═══ Provided material ═══

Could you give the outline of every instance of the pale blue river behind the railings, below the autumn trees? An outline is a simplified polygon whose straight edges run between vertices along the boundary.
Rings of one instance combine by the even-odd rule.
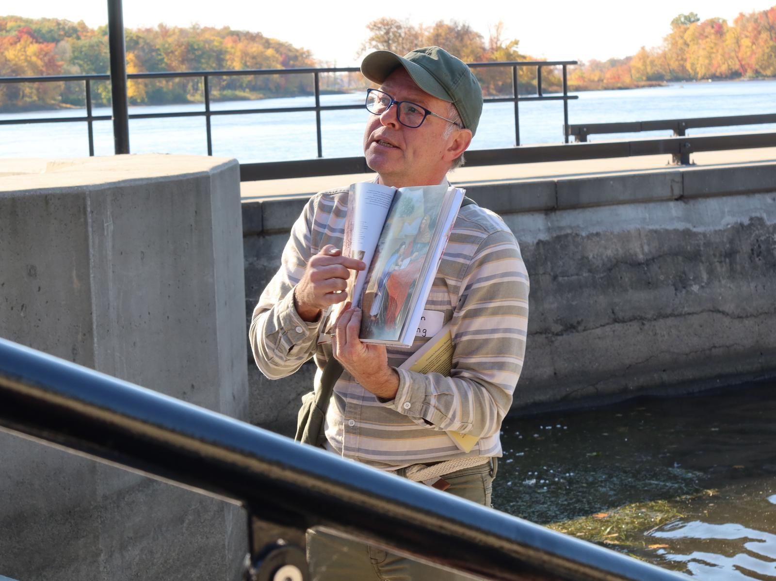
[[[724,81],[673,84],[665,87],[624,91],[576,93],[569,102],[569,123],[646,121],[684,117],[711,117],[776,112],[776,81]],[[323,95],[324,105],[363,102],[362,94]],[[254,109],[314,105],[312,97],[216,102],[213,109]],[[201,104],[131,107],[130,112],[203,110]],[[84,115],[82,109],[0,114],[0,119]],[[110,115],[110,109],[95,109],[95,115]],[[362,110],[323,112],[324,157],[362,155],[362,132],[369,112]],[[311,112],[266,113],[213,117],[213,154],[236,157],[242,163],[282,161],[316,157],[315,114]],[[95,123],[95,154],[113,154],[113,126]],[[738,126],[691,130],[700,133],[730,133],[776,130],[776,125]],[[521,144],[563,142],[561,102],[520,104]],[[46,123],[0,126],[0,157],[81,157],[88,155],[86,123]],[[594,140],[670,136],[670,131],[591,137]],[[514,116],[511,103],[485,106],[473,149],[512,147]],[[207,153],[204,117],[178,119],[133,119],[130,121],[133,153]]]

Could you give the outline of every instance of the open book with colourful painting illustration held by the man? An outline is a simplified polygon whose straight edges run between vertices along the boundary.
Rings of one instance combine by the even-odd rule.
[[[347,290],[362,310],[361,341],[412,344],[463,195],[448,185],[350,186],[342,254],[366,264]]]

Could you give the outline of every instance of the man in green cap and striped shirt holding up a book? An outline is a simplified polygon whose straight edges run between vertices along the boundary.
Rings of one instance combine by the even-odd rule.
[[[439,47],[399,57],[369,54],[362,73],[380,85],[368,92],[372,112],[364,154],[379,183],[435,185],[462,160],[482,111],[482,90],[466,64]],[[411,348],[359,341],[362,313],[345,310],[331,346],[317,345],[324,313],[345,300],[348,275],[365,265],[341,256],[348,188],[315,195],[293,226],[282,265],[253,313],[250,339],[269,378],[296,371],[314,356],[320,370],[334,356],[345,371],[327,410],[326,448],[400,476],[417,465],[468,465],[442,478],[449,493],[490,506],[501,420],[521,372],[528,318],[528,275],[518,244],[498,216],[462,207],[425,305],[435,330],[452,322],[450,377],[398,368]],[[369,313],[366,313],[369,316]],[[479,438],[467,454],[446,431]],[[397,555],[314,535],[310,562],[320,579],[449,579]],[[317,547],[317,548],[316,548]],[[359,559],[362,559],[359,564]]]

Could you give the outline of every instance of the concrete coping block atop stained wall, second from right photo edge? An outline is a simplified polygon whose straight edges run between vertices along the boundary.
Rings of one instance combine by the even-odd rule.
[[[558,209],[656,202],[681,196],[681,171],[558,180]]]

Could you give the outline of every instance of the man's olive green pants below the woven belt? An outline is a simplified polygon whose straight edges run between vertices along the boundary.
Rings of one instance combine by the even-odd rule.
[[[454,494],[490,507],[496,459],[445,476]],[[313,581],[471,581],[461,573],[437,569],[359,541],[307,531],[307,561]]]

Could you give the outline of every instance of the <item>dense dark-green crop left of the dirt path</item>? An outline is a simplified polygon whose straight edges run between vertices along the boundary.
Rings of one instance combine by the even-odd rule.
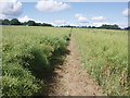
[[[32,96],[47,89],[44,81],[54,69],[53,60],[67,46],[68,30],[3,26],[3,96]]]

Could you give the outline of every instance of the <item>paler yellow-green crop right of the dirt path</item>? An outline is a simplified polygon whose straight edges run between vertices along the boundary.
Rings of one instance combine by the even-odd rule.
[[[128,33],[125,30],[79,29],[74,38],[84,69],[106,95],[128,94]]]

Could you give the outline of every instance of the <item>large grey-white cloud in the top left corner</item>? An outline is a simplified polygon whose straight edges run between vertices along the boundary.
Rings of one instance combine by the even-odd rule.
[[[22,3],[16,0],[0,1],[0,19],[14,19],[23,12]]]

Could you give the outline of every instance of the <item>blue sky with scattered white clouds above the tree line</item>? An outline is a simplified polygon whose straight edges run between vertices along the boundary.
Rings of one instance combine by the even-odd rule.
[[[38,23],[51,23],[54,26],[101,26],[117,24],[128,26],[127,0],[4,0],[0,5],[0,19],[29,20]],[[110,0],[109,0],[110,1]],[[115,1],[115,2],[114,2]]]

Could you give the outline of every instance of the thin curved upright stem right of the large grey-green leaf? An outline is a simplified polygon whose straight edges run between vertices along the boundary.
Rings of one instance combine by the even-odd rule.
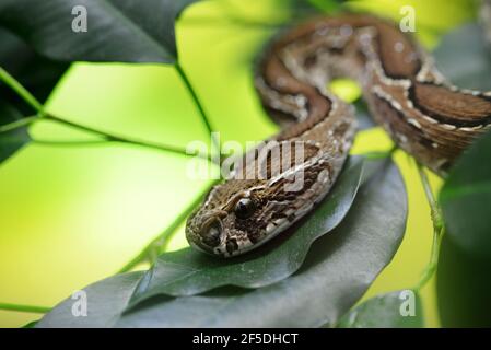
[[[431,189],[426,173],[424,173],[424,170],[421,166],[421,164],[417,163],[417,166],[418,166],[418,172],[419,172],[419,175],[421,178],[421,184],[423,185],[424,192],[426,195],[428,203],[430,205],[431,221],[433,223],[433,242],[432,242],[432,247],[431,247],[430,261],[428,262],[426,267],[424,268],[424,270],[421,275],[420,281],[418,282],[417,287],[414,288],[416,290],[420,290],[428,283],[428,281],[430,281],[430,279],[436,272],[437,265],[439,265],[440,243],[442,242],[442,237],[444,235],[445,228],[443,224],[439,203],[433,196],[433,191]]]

═══

Task statement:
Read through the records above and copy the lines that contain "grey".

Answer for this exercise:
Could you give the outline of every instance of the <item>large grey-white cloud in the top left corner</item>? An outline is a simplified polygon whose straight edges run between vertices along the boundary.
Could you give the outline of every instance of the thin curved upright stem right of the large grey-green leaf? An outline is a simplified polygon whose straight edges run between vertices along the boundary.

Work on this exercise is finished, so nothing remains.